▶ **Selection**
+++

Planning Commission Formally Fails to Recommend Center City District
Above: Architects’ rendering of the proposed Center City District project, looking from the southwest.
East Lansing’s Planning Commission split 4-4 last night on whether to recommend City Council approve the Center City District redevelopment site plan and special use permits. A split vote from Planning Commission means a project is not recommended for approval, although the project plan still moves on to City Council for the final decision, as explained below.
The chief objection of those voting against was the height and mass of the proposed buildings. Those voting in favor expressed strong enthusiasm for the proposal, expressing some surprise at the “no” votes. The “yes” votes saw the density as a strong benefit of the project.
The site plan as it currently exists calls for a 12-story, privately-owned building on Grand River Avenue, 140 feet tall, with 271 market rate apartments (for 421 total occupants in that building) and an “urban” Target store with fresh groceries on the ground floor. At the meeting, the developer showed Planning Commission photos of the small-store grocery he expects at the Target, featuring fresh fruits and vegetables, fresh bread and yogurt, and so on. This is one of those images, from a Boston Target store:
The site plan also calls for a new City-owned parking garage on Albert Avenue, where surface Lot #1 now is. Planning Commission heard verbally last night that garage is now set to be five stories, not six, although all of the paperwork and renderings provided still show six stories.
The first floor of the ramp would be retail space rented out by the developer, and floors 2-5 would be for parking, mostly for monthly permit-parking by residents of privately-owned buildings. (The developer would pay the City a discounted rate for the permits and would then lease the spots to residents interested in parking.) Above that garage, on the east end, the developer would construct a rental apartment building for people aged 55 and up, with 93 units expected to house 136 “active seniors.”
Below: The project as seen along Albert Avenue, with the senior housing project being the tall building above the proposed parking garage.
The project moves on to City Council:
Planning Commission is advisory to Council—Planning Commission itself cannot itself stop a project—so the site plan and special use permit applications will still go to City Council for review and possible approval on Tuesday, May 9. The special use permit applications, which must be approved for construction of buildings as tall as these in East Lansing, requires a minimum of four votes of support at City Council.

+++

▶ **Material provided**

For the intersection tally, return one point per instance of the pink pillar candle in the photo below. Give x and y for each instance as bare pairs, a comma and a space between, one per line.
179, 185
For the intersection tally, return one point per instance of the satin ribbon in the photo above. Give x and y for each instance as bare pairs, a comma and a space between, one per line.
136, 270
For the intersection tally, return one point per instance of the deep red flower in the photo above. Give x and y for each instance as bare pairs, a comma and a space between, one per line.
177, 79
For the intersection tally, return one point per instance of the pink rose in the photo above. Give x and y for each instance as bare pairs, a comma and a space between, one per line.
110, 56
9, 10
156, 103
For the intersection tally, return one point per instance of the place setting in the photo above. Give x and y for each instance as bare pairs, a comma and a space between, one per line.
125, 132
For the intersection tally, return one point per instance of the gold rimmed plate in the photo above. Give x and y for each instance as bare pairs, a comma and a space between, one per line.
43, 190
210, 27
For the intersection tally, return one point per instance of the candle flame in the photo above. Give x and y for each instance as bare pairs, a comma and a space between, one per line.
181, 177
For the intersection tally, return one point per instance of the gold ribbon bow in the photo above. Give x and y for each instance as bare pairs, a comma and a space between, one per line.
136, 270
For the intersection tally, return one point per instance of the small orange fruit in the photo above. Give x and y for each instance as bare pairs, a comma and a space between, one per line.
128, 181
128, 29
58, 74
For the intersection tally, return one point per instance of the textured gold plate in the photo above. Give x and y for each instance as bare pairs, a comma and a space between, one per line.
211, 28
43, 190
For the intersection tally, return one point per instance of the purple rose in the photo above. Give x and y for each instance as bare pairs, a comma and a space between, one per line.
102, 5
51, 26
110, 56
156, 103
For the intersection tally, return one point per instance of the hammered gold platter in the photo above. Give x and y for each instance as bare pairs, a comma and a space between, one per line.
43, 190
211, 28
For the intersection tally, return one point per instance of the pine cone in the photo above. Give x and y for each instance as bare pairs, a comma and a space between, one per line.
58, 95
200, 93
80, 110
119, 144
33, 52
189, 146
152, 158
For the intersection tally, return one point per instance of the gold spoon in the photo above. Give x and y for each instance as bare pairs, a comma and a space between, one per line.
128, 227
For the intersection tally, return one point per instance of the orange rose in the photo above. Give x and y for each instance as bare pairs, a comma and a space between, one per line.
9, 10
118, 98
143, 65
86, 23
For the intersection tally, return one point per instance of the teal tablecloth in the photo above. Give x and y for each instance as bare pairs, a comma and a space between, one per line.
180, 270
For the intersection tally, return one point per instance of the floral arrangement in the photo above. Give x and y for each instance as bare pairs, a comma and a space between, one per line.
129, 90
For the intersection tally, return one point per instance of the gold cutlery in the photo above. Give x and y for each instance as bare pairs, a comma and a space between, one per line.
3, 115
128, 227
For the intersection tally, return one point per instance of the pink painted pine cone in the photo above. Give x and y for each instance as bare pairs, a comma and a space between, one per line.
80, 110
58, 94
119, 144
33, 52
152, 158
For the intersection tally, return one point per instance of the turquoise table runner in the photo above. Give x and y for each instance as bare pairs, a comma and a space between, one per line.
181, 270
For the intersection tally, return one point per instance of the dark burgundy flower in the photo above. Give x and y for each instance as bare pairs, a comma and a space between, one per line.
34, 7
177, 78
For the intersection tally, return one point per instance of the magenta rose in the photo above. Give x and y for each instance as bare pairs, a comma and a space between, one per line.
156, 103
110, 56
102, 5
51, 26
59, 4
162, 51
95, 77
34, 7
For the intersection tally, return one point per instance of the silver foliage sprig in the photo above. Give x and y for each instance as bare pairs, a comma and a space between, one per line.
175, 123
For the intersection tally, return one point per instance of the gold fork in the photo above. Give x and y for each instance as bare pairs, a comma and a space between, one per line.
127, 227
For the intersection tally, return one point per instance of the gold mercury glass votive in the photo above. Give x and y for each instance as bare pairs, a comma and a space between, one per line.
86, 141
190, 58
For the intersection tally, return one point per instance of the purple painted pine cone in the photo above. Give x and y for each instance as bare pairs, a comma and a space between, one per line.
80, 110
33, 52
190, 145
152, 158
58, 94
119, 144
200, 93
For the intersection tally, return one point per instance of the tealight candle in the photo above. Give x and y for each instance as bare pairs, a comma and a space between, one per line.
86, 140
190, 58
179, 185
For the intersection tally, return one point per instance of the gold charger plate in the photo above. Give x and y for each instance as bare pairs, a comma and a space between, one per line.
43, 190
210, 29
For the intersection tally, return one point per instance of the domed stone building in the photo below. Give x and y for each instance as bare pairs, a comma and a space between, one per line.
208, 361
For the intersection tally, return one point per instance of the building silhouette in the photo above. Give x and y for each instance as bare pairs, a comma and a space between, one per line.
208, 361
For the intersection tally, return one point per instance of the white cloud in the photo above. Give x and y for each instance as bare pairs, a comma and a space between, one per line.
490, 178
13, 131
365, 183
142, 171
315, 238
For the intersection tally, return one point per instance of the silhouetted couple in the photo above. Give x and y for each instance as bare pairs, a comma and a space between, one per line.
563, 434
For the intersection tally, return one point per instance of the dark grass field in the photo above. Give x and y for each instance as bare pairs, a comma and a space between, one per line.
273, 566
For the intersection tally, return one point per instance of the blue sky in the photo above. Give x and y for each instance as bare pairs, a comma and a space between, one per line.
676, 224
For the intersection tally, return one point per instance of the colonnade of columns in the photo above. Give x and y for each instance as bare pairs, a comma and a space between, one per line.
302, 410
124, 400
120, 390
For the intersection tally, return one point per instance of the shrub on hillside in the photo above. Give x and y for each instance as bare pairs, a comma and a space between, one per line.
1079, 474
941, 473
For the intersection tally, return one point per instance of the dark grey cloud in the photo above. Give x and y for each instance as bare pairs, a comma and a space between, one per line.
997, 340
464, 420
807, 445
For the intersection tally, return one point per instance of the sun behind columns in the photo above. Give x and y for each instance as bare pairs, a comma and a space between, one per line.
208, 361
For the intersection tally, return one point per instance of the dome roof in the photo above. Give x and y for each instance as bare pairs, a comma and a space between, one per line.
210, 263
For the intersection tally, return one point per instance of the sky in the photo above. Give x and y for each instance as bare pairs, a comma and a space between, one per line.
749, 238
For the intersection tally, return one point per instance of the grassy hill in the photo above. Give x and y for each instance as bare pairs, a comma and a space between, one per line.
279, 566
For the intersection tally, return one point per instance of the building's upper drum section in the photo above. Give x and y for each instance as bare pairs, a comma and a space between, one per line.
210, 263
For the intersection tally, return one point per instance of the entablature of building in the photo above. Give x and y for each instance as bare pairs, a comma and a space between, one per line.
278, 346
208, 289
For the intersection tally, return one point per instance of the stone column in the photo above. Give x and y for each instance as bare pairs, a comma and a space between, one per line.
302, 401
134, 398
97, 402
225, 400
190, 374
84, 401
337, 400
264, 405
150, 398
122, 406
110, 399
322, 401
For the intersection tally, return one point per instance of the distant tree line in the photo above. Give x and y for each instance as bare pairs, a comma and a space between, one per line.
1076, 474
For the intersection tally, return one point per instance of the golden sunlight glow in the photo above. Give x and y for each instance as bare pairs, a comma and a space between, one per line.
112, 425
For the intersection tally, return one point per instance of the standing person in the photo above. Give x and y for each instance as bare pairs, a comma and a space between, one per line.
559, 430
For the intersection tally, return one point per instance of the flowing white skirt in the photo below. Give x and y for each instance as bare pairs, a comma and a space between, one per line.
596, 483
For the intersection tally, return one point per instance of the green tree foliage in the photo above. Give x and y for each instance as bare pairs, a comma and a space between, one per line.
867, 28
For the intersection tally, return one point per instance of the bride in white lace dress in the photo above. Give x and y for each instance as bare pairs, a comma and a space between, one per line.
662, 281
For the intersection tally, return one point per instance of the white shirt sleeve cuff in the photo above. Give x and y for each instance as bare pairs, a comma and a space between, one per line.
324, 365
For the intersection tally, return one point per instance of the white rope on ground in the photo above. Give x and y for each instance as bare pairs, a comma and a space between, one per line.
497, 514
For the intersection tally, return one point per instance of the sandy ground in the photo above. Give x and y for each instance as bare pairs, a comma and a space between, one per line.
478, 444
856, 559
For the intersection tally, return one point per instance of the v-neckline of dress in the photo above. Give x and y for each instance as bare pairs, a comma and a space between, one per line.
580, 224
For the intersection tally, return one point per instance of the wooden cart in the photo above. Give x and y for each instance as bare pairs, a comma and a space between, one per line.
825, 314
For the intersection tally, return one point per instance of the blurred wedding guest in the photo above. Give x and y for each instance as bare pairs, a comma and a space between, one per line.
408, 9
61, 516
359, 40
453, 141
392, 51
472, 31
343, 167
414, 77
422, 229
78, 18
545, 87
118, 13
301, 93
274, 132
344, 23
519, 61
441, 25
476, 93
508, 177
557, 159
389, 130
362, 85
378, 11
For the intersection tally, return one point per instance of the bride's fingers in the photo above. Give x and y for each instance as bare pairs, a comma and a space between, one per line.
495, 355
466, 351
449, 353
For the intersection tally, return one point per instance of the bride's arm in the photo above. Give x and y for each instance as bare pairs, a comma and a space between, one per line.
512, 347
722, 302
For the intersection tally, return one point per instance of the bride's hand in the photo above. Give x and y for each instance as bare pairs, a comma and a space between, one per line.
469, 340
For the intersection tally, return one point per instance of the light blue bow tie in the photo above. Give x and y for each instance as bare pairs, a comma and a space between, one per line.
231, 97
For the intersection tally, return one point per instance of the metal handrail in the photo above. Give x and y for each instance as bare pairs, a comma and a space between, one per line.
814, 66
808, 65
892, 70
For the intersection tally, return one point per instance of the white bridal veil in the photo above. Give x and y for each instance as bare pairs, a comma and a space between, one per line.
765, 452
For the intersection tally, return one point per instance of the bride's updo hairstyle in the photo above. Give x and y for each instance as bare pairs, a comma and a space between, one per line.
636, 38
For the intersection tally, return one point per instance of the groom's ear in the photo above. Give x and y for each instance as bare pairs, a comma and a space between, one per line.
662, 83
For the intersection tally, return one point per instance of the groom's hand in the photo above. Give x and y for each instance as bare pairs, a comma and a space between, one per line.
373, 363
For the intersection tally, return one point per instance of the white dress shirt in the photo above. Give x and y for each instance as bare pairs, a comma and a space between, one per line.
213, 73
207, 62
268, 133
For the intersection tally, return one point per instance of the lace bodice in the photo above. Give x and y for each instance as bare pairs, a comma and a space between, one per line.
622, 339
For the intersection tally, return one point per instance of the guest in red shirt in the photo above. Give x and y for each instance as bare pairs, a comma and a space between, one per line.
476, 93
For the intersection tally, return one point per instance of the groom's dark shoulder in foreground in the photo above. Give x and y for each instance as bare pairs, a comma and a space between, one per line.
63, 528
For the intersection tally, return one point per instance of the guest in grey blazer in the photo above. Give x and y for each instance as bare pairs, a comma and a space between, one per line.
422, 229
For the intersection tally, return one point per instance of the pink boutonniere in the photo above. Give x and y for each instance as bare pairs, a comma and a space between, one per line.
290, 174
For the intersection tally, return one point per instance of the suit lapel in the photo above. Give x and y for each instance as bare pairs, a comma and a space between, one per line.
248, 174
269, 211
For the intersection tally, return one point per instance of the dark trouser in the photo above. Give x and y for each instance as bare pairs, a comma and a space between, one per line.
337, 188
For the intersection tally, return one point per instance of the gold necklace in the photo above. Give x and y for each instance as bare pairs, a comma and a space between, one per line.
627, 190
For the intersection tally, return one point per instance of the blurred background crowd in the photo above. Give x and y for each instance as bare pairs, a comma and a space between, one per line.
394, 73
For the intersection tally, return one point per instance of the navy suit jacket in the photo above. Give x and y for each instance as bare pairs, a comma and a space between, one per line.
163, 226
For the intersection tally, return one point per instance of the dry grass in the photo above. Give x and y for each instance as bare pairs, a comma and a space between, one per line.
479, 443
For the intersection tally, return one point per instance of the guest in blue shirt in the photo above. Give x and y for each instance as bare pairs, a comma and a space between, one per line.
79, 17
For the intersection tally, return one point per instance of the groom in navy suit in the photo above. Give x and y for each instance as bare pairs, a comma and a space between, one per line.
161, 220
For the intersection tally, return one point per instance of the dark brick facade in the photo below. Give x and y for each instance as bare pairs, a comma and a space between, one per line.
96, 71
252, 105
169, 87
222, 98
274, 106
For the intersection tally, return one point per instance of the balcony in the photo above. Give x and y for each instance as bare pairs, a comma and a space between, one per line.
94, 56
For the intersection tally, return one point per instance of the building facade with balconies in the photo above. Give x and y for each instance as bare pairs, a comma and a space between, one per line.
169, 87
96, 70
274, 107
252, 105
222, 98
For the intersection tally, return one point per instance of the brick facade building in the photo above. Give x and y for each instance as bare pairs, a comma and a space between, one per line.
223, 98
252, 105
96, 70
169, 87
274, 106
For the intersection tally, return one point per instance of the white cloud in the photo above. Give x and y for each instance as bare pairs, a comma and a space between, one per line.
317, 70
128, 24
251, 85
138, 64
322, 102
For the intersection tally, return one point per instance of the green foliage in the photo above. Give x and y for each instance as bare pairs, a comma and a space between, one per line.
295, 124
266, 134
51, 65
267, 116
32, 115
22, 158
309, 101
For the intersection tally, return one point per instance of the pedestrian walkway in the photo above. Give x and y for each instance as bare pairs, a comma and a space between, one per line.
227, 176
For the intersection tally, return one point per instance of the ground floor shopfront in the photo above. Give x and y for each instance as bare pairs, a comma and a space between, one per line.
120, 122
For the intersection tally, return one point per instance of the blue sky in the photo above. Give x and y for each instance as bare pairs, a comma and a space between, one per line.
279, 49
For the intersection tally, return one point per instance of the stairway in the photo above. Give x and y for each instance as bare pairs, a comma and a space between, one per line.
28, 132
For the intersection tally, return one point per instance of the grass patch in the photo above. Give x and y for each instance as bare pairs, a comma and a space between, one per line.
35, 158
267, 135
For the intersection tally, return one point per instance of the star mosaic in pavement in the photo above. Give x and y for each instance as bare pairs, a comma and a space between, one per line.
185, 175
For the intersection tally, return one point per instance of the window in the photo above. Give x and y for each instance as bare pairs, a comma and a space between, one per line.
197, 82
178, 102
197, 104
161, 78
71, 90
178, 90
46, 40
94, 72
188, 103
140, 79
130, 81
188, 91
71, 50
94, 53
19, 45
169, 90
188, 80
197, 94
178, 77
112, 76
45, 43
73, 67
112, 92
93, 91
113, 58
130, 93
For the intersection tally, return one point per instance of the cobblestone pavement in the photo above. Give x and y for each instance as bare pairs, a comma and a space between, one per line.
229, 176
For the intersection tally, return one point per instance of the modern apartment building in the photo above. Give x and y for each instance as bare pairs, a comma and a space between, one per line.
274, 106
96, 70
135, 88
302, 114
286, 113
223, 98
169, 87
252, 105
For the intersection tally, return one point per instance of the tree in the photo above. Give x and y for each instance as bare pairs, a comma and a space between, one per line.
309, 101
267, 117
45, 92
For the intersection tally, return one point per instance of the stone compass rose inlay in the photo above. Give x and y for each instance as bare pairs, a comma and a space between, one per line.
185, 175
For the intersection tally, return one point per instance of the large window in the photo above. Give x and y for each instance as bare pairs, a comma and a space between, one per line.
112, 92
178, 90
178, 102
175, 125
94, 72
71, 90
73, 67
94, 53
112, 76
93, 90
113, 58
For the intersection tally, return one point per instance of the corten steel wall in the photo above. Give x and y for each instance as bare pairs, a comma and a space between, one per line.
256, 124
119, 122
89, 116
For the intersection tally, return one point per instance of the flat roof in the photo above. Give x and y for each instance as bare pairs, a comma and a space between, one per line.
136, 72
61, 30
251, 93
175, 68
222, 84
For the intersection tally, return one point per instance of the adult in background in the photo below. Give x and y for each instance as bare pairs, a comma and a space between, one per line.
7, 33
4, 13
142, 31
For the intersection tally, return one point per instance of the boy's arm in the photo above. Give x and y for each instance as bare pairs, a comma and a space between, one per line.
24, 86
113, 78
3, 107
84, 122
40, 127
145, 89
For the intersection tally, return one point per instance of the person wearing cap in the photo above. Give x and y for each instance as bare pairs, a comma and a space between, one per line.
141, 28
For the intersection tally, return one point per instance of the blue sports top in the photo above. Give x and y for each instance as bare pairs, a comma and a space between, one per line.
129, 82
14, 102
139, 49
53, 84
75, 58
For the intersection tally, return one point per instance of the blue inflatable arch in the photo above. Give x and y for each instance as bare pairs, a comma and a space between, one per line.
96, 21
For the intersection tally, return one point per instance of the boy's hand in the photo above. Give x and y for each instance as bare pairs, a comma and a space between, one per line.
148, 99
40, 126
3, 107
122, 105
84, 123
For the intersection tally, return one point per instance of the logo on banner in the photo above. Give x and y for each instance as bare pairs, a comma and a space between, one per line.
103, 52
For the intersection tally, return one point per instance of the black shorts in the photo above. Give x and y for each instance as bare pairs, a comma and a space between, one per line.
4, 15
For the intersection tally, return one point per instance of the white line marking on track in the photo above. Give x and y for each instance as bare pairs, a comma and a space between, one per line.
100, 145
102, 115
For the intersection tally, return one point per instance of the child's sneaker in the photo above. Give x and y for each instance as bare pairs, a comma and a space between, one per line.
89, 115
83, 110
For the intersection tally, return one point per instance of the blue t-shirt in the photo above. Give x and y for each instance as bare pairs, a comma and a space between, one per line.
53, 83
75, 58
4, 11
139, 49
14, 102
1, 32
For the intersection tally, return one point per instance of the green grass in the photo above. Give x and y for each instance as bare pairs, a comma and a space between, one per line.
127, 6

+++

▶ **Written instruction 1**
Render this sentence from the article on the Center City District into Spanish: "The chief objection of those voting against was the height and mass of the proposed buildings."
▶ **Written instruction 2**
Carry on writing the article on the Center City District from the point where it stops.
The data has no connection to the article on the Center City District.

▶ **Exercise answer 1**
La principal objeción de quienes votaron en contra fue la altura y la masa de los edificios propuestos.

▶ **Exercise answer 2**
Council will also be dealing on May 9 with the tax increment financing (TIF) plan for this project, currently set to be for about $55 million for 30 years. The financial details of this project are still very much in the air. Various Councilmembers have been telling constituents that if the finances don’t look good from the City’s point of view—including in terms of virtually eliminating financial risk to the City—they won’t approve the project.
After the 4-4 vote, developer Mark Bell of Harbor Bay Real Estate told ELi, “We’re disappointed about tonight, but we remain optimistic.” He said he felt that as people get more information, they will understand the value of the project. Speaking of the Planning Commission, he said, “I understand as a developer that these are community members that aren’t necessarily in real estate. So it’s a lot to understand…. We’re trying to educate and inform.”
Bell said, “At the end of the day, we remain under a fundamental goal of this to be a transformational project that the City of East Lansing would be proud of. If the City of East Lansing is not going to be proud of it, that’s not a position we want to be in as a developer.” He said it was very important to him to use high-quality materials and build a vibrant, successful project.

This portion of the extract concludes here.